▶ _THINGS TO DO_
1: Answer these questions from the personal essay below.
(a) Where did the narrator meet a first energy healer?
(b) What country was the nurse an immigrant from?
(c) What did each stone of the tower hold?
2: In the personal essay below, list every action the nurse says the narrator's mother performed for the narrator as a baby.

▶ _SOURCE_
Someone recently asked me, “How did you get over your distrust of men?”
It’s a long story that begins with building a wall around my heart – an impermeable tower of protection – as a result of some very big disappointments (like childhood sexual abuse) and some smaller ones along the way.
Realizing the wall’s existence was the turning point for me. It happened when I was at my lowest point: addicted, suicidal, and having committed myself to the psych ward.
It was there I met my first energy healer, whose advice would stick with me forever (but that’s a different tale), and included an interpretation of a dream that meant I was waiting for a man to save me.
I also met a nurse, an immigrant from Nigeria, who approached me as I wallowed in self-pity, drowning in tears, rocking myself, near a window.
He said, “When you were a baby, your mother wrapped you in cloths and fed you, rocked you, kept you safe.” (I resisted the urge to scoff at this image of a mother who was so different than the shell of a woman I had known.)
He said, “That was then. But now you are grown. It is up to you to carry on.”
He paused, and then said, “I do not know why you are here, and it does not matter. What matters is that from this moment forward, it is up to you to carry on.”
With that, my circumstances were blaringly obviously and quite suddenly my own.
And so I turned inward.
I saw a scared, hungry, lonely child-me huddled within a tower of stone, shrouded in darkness.
“Get up,” I softly urged her. And she did.
Examination of the stones revealed their mysteries: each one held a memory, a moment in time that was so terrible it could never be repeated.
Here was the moment my mother drove up that driveway, to the house she swore we’d never return, where He lived …
And I felt the rush of dread, the sinking sick feeling – and then, almost just like that, it was over.
Where the stone had been, now a feeble bit of sunshine filtered through! It wasn’t much – certainly not a big enough opening to escape – but it was enough.

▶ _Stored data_
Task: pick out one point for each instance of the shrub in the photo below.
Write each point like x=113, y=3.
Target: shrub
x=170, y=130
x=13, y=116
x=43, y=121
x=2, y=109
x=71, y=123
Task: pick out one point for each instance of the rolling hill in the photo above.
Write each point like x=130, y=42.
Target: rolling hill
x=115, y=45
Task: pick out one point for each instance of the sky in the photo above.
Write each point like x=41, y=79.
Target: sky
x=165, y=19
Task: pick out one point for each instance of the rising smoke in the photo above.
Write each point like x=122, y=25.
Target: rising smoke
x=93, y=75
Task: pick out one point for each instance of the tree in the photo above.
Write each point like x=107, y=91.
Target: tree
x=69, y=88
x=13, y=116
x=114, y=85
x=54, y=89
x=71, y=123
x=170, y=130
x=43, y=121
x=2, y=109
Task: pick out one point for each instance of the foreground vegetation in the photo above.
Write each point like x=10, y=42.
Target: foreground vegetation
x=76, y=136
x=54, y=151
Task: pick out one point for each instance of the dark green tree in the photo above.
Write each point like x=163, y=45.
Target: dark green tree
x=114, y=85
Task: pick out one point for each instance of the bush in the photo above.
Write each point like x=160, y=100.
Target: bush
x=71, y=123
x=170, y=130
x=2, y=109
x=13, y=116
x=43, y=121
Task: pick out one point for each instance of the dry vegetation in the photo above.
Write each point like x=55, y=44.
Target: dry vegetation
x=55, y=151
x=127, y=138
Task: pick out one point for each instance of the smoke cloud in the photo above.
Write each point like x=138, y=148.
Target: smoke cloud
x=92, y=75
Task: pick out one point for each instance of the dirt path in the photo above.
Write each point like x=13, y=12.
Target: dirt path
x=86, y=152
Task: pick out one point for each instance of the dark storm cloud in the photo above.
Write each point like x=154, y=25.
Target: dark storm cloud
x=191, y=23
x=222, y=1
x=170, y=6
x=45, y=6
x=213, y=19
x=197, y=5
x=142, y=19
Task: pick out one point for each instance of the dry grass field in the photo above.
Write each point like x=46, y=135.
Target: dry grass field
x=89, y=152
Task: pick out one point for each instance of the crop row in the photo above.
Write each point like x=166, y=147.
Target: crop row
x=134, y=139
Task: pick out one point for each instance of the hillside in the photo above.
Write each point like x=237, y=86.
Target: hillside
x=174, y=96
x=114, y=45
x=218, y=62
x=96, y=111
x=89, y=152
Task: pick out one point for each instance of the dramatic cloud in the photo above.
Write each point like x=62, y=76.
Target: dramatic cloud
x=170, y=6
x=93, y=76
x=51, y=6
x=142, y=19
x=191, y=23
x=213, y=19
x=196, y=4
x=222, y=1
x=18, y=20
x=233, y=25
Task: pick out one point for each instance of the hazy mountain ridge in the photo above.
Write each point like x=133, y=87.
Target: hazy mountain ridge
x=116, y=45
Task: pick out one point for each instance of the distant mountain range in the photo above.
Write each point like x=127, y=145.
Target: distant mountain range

▶ _OUTPUTS IN ORDER_
1:
(a) In the psych ward.
(b) Nigeria.
(c) A memory, a moment in time so terrible it could never be repeated.

2:
- Wrapped the narrator in cloths
- Fed the narrator
- Rocked the narrator
- Kept the narrator safe